Problem details
Beginning with the line that has "Query: white cloud", please write out the remaining lines of the material exactly, the last one included.

Entries provided

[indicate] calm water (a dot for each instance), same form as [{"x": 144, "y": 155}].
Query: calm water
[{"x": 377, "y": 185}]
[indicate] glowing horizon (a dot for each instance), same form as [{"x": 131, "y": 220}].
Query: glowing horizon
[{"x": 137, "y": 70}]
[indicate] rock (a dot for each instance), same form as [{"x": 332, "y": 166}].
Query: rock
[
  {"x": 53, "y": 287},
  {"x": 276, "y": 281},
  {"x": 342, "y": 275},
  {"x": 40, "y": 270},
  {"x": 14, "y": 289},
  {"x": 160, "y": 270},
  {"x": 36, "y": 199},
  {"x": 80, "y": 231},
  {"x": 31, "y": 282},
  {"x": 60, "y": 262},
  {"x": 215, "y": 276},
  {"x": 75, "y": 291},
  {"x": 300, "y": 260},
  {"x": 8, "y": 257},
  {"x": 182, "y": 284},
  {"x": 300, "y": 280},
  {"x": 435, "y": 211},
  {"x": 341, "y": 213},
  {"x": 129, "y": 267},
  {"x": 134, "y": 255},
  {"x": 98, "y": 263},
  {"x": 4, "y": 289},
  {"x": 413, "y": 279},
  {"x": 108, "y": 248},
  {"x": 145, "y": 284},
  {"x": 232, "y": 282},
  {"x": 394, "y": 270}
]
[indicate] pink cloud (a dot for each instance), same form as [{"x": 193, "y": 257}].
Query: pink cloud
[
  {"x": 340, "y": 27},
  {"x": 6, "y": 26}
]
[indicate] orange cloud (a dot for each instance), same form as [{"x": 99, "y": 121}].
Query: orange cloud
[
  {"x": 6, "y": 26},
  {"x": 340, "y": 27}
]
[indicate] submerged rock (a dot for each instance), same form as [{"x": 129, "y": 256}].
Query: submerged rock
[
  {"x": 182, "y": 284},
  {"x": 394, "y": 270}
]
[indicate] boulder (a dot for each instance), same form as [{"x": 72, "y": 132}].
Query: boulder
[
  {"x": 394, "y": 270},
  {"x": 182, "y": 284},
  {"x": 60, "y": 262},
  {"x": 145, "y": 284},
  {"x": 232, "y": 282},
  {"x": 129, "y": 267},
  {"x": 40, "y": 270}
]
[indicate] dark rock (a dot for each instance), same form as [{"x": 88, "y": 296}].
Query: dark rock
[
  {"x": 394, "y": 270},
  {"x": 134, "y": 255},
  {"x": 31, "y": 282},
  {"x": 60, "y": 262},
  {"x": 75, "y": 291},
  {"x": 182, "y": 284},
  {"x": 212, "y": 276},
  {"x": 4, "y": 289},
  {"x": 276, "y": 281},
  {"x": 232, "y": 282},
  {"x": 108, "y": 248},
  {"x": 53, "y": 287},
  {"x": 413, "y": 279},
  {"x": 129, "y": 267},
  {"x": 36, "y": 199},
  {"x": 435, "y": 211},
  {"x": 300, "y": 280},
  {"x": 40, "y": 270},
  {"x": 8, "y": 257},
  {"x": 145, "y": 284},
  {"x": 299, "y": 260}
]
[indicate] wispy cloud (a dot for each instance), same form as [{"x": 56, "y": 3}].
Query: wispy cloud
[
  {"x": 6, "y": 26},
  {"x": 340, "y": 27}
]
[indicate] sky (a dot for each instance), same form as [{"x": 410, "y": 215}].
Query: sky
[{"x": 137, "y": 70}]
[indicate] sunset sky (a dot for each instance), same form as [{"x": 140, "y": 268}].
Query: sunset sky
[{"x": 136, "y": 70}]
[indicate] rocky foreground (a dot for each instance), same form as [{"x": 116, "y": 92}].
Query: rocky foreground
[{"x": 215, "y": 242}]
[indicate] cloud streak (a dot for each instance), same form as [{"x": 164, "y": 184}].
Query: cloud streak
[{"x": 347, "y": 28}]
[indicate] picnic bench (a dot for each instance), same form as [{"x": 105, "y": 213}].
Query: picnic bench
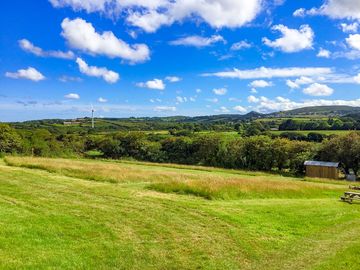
[
  {"x": 350, "y": 196},
  {"x": 354, "y": 187}
]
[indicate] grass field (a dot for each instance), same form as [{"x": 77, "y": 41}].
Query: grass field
[{"x": 79, "y": 214}]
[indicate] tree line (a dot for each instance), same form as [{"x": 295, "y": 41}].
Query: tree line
[{"x": 258, "y": 152}]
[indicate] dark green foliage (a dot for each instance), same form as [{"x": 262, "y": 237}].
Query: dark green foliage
[{"x": 10, "y": 141}]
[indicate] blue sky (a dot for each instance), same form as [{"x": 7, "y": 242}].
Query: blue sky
[{"x": 60, "y": 58}]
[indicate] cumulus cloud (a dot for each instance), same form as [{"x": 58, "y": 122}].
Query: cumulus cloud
[
  {"x": 66, "y": 78},
  {"x": 198, "y": 41},
  {"x": 253, "y": 99},
  {"x": 82, "y": 36},
  {"x": 102, "y": 100},
  {"x": 350, "y": 28},
  {"x": 220, "y": 91},
  {"x": 268, "y": 73},
  {"x": 173, "y": 79},
  {"x": 301, "y": 12},
  {"x": 266, "y": 105},
  {"x": 317, "y": 89},
  {"x": 292, "y": 40},
  {"x": 181, "y": 99},
  {"x": 354, "y": 41},
  {"x": 153, "y": 84},
  {"x": 324, "y": 53},
  {"x": 240, "y": 45},
  {"x": 357, "y": 78},
  {"x": 27, "y": 46},
  {"x": 260, "y": 84},
  {"x": 336, "y": 9},
  {"x": 212, "y": 100},
  {"x": 240, "y": 109},
  {"x": 165, "y": 109},
  {"x": 151, "y": 15},
  {"x": 72, "y": 96},
  {"x": 29, "y": 74},
  {"x": 108, "y": 75},
  {"x": 223, "y": 109},
  {"x": 298, "y": 82}
]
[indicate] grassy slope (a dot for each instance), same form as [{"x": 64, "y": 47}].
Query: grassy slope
[{"x": 52, "y": 220}]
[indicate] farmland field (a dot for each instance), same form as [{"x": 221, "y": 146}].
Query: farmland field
[
  {"x": 131, "y": 215},
  {"x": 306, "y": 132}
]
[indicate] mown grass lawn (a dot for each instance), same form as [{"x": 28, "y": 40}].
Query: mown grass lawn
[{"x": 53, "y": 215}]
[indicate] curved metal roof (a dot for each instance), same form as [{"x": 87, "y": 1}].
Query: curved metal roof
[{"x": 321, "y": 163}]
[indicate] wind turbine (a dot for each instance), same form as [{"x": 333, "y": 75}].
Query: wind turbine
[{"x": 92, "y": 117}]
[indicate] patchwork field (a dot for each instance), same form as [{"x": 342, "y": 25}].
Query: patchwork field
[{"x": 72, "y": 214}]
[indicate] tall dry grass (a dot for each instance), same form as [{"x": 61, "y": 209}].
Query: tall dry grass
[{"x": 209, "y": 185}]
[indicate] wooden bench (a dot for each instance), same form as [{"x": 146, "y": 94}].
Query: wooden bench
[
  {"x": 354, "y": 187},
  {"x": 350, "y": 196}
]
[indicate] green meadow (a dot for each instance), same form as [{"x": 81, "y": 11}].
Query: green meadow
[{"x": 88, "y": 214}]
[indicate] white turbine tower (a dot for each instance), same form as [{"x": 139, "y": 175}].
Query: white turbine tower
[{"x": 92, "y": 117}]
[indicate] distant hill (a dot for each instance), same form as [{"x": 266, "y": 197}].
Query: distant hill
[
  {"x": 327, "y": 111},
  {"x": 146, "y": 123}
]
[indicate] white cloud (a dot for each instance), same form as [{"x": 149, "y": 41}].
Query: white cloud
[
  {"x": 354, "y": 41},
  {"x": 198, "y": 41},
  {"x": 102, "y": 100},
  {"x": 108, "y": 75},
  {"x": 212, "y": 100},
  {"x": 72, "y": 96},
  {"x": 300, "y": 81},
  {"x": 232, "y": 99},
  {"x": 165, "y": 109},
  {"x": 223, "y": 109},
  {"x": 253, "y": 99},
  {"x": 240, "y": 109},
  {"x": 240, "y": 45},
  {"x": 317, "y": 89},
  {"x": 292, "y": 84},
  {"x": 220, "y": 91},
  {"x": 151, "y": 15},
  {"x": 66, "y": 78},
  {"x": 350, "y": 28},
  {"x": 268, "y": 73},
  {"x": 301, "y": 12},
  {"x": 283, "y": 104},
  {"x": 337, "y": 9},
  {"x": 27, "y": 46},
  {"x": 324, "y": 53},
  {"x": 357, "y": 78},
  {"x": 81, "y": 35},
  {"x": 30, "y": 74},
  {"x": 173, "y": 79},
  {"x": 152, "y": 84},
  {"x": 260, "y": 84},
  {"x": 181, "y": 99},
  {"x": 292, "y": 40}
]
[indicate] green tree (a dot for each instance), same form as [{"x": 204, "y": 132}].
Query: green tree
[{"x": 10, "y": 141}]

Expected answer
Query: white cloud
[
  {"x": 354, "y": 41},
  {"x": 198, "y": 41},
  {"x": 102, "y": 100},
  {"x": 108, "y": 75},
  {"x": 212, "y": 100},
  {"x": 72, "y": 96},
  {"x": 300, "y": 81},
  {"x": 232, "y": 99},
  {"x": 165, "y": 109},
  {"x": 223, "y": 109},
  {"x": 253, "y": 99},
  {"x": 240, "y": 109},
  {"x": 240, "y": 45},
  {"x": 317, "y": 89},
  {"x": 292, "y": 84},
  {"x": 220, "y": 91},
  {"x": 151, "y": 15},
  {"x": 66, "y": 78},
  {"x": 350, "y": 28},
  {"x": 268, "y": 73},
  {"x": 301, "y": 12},
  {"x": 283, "y": 104},
  {"x": 337, "y": 9},
  {"x": 27, "y": 46},
  {"x": 324, "y": 53},
  {"x": 357, "y": 78},
  {"x": 81, "y": 35},
  {"x": 30, "y": 74},
  {"x": 173, "y": 79},
  {"x": 152, "y": 84},
  {"x": 260, "y": 84},
  {"x": 181, "y": 99},
  {"x": 292, "y": 40}
]
[indicate] green tree (a dot for each instance), same form as [{"x": 204, "y": 132}].
Query: green tree
[{"x": 10, "y": 141}]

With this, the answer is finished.